# DIRECTION
Change every "in this picture" in the listing below to "in this image" and write out the rest of the listing unchanged. Leave the pictures out.
═══ PROVIDED DATA
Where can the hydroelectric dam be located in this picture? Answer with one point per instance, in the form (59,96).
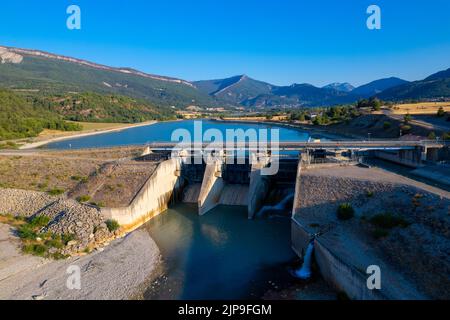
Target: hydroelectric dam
(210,175)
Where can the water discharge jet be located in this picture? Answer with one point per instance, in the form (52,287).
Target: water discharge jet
(304,272)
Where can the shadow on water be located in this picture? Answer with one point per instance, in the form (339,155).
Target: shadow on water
(221,255)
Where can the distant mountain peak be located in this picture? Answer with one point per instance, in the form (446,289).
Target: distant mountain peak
(39,53)
(340,86)
(378,86)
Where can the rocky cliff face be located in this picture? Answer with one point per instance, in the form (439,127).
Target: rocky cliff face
(9,57)
(17,54)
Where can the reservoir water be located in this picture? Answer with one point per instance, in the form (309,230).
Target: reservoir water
(221,255)
(162,131)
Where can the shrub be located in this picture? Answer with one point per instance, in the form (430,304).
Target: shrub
(388,221)
(112,225)
(432,136)
(39,221)
(387,125)
(379,233)
(43,185)
(84,179)
(345,211)
(446,136)
(66,238)
(84,198)
(35,249)
(405,129)
(55,191)
(26,232)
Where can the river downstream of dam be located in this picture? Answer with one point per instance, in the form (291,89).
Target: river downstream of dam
(223,255)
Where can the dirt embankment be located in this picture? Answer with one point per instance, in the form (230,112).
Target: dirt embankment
(105,177)
(380,127)
(120,271)
(400,224)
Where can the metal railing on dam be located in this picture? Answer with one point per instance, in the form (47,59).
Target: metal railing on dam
(300,145)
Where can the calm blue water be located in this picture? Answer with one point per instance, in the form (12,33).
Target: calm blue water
(163,132)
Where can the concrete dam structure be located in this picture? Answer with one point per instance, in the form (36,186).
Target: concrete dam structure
(241,183)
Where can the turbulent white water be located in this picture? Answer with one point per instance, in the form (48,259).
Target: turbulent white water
(305,271)
(281,207)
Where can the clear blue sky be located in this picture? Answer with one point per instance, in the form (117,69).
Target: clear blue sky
(279,41)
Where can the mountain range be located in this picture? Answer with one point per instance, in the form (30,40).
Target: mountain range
(46,73)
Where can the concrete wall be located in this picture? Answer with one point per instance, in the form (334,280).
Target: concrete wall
(410,158)
(258,189)
(151,200)
(211,189)
(343,276)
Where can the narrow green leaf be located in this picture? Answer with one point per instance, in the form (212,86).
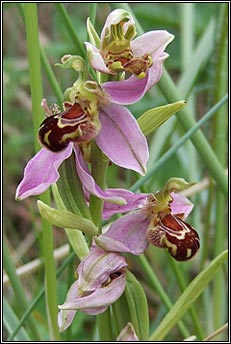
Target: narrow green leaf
(199,57)
(62,218)
(93,36)
(76,238)
(153,118)
(11,321)
(138,306)
(185,301)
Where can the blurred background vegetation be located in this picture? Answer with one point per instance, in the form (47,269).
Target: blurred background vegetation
(21,219)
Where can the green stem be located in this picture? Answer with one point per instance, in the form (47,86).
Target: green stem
(20,297)
(39,297)
(205,151)
(220,147)
(31,23)
(192,311)
(99,173)
(155,283)
(104,325)
(178,144)
(51,76)
(71,189)
(93,10)
(70,29)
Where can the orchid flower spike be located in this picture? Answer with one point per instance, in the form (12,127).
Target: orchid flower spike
(118,52)
(160,222)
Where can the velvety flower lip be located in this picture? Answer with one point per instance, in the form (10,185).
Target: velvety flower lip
(41,171)
(155,222)
(149,46)
(101,282)
(121,139)
(95,269)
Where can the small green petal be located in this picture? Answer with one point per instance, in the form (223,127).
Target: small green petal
(66,219)
(153,118)
(93,36)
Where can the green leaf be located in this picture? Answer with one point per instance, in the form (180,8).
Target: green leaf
(93,36)
(198,59)
(153,118)
(62,218)
(185,301)
(138,306)
(11,321)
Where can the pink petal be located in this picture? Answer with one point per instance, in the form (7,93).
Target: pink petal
(41,171)
(133,89)
(121,139)
(127,234)
(89,183)
(152,43)
(180,205)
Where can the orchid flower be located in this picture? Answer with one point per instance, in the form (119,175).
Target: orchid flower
(88,115)
(118,52)
(101,281)
(161,222)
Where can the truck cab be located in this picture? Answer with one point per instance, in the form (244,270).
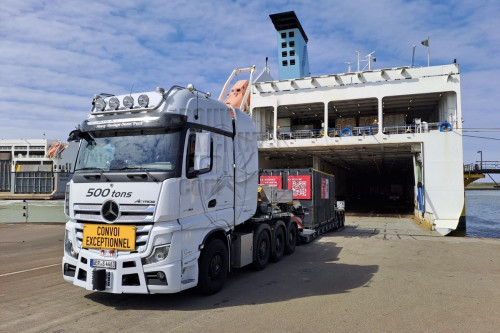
══════
# COMPLETED TASK
Where can the hydroelectric dam be located in this image? Answer with one point per instance, in the form (59,96).
Target: hydroelectric dam
(210,175)
Where can the water discharge jet be located in this image? Answer with one point per instance, in the form (52,287).
Target: water discharge jet
(304,272)
Where can the shadow on water be located in this image? Answer with one point per instance, in the form (339,155).
Target: shadow on water
(221,255)
Where can the distant mountain peak be located in this image? Answer with one point per instance, in the form (446,289).
Target: distant mountain peak
(39,53)
(340,86)
(378,86)
Where can the rocky cliff face be located in this image? Answer with one point per instance, in the form (439,127).
Target: rocky cliff face
(9,57)
(17,54)
Where can the reservoir water be located in this image? Answer with one point per instance, in the form (309,230).
Target: reservoir water
(221,255)
(162,131)
Where can the shrub be located in this image? Answer with one point per instance, in the form (430,304).
Target: shrub
(388,221)
(112,225)
(432,136)
(39,221)
(387,125)
(379,233)
(43,185)
(84,179)
(345,211)
(446,136)
(66,238)
(84,198)
(35,249)
(405,129)
(55,191)
(26,232)
Where can the river downstream of dam be located in this image? Answer with one point per instance, in the form (291,89).
Target: river downstream of dam
(223,255)
Where can the dirt embankment be located in this image? Answer with one point per instance, in the form (230,112).
Target: dirt embankment
(105,177)
(380,127)
(120,271)
(400,224)
Where can the metal railing on dam be located in this image? Answer with one point per instance, in the form (47,59).
Target: metal railing on dam
(300,145)
Where can the calm blue water be located in this image? Answer with one point per instance, in the form (12,33).
Target: calm blue water
(163,132)
Where can the concrete dam structure be located in this image? Answer with one point per instance, in the form (36,186).
Target: concrete dam structure
(241,183)
Where can the turbulent white water be located in this image? Answer with one point per instance, in the form (48,259).
Target: turbulent white water
(305,271)
(281,207)
Where can the clear blue sky be located in this image? Answer with one point per instance, in the form (117,69).
Target: clear blue sky
(279,41)
Where can the mountain range be located in this image? Answer with one point per instance, in the form (30,40).
Target: mountain range
(46,73)
Where can the concrete wall be located in this image? Answer with one point per instance, in the form (334,280).
Target: concrete wall
(410,158)
(258,189)
(151,200)
(211,189)
(343,276)
Where can the narrow green leaf be located in this image? Answer with one point per instance, in the form (212,86).
Target: narrow green leaf
(199,57)
(62,218)
(93,36)
(76,238)
(153,118)
(11,321)
(138,306)
(185,301)
Where can the blurred background vegetation be located in this image? Answer with one point per instance, in the form (47,269).
Target: blurred background vegetation
(21,219)
Where can the green stem be located in this image? Answer with one point per instance, in the form (47,86).
Target: green stem
(20,297)
(39,297)
(205,151)
(220,147)
(31,23)
(192,311)
(99,173)
(155,283)
(104,325)
(178,144)
(51,76)
(71,189)
(93,10)
(70,29)
Where can the orchid flower spike be located in this image? Answer with one point per instance, in the form (12,127).
Target: orchid flower spike
(118,52)
(160,222)
Where can the velvety flower lip be located in this image? Answer with one point per instance, in the form (10,185).
Target: velvety flower lip
(41,171)
(155,222)
(149,46)
(101,282)
(121,139)
(95,269)
Where can the small green petal be located in this image? Answer with one point per instance, in the form (223,127).
Target: small green petal
(66,219)
(153,118)
(93,36)
Where can the green leaf be located in this image? Answer with one point per instance, in the form (180,8).
Target: green leaf
(93,36)
(198,59)
(153,118)
(62,218)
(185,301)
(138,306)
(11,321)
Where can the pink petal be located in this image? Answer with one point per instance, in the form (7,93).
Target: pink petal
(41,171)
(133,89)
(121,139)
(127,234)
(89,183)
(152,43)
(180,205)
Where can the orchid flower be located in this image? Answer with one point per instance, in the form (119,175).
Target: orchid flower
(88,115)
(118,52)
(101,281)
(161,222)
Where can the truck cab be located in this image? Answer with one point per instance, in the form (244,270).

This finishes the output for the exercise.